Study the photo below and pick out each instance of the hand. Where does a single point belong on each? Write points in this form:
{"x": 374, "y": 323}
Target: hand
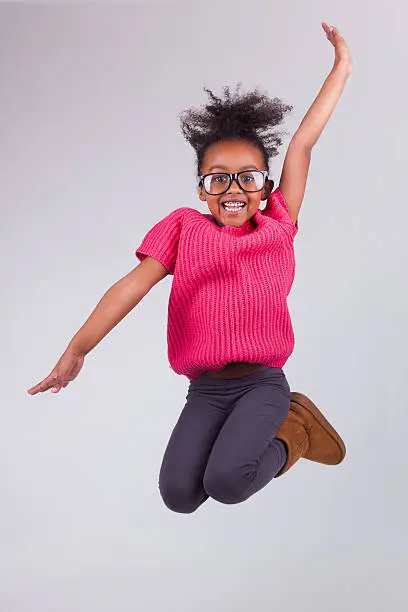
{"x": 342, "y": 54}
{"x": 67, "y": 368}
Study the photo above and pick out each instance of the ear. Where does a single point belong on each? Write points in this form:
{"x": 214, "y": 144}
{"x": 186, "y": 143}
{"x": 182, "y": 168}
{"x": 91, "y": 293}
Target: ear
{"x": 267, "y": 190}
{"x": 201, "y": 193}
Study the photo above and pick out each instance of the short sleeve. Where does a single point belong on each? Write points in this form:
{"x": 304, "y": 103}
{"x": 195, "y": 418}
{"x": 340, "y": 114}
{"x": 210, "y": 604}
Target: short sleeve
{"x": 161, "y": 241}
{"x": 277, "y": 209}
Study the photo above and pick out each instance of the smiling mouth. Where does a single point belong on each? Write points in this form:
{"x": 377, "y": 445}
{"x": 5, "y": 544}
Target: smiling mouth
{"x": 233, "y": 208}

▶ _WHAT YOU WILL DO_: Transcribe the records word for word, from the line containing "of the smiling" through the end of the records.

▶ _RESULT OF THE TASK_:
Study the photo above and pick out each instance of the smiling mouth. Where does a single point belong on each? Write points in this form:
{"x": 377, "y": 445}
{"x": 5, "y": 544}
Target: smiling mouth
{"x": 233, "y": 208}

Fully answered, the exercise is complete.